SHORT EXERCISE – Find each line in the data below that contains the string "pixels", and copy those lines.

MATERIAL FOR THE TASK –

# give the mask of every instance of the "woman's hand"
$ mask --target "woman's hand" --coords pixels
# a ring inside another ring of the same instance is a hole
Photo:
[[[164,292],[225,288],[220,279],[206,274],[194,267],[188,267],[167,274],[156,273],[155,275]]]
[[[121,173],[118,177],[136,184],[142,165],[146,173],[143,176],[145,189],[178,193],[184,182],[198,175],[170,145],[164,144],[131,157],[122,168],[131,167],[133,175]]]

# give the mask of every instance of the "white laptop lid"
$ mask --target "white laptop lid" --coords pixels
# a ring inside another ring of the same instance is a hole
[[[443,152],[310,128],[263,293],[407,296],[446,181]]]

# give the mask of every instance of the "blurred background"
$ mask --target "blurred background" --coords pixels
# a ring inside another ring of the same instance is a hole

* * *

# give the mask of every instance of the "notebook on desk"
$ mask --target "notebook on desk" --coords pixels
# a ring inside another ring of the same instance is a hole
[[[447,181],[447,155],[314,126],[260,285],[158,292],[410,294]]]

REPLY –
$ mask --target "woman's hand" --coords pixels
$ mask --target "white laptop lid" --coords pixels
$ mask --target "blurred background" --coords pixels
$ mask --target "notebook on desk" --coords pixels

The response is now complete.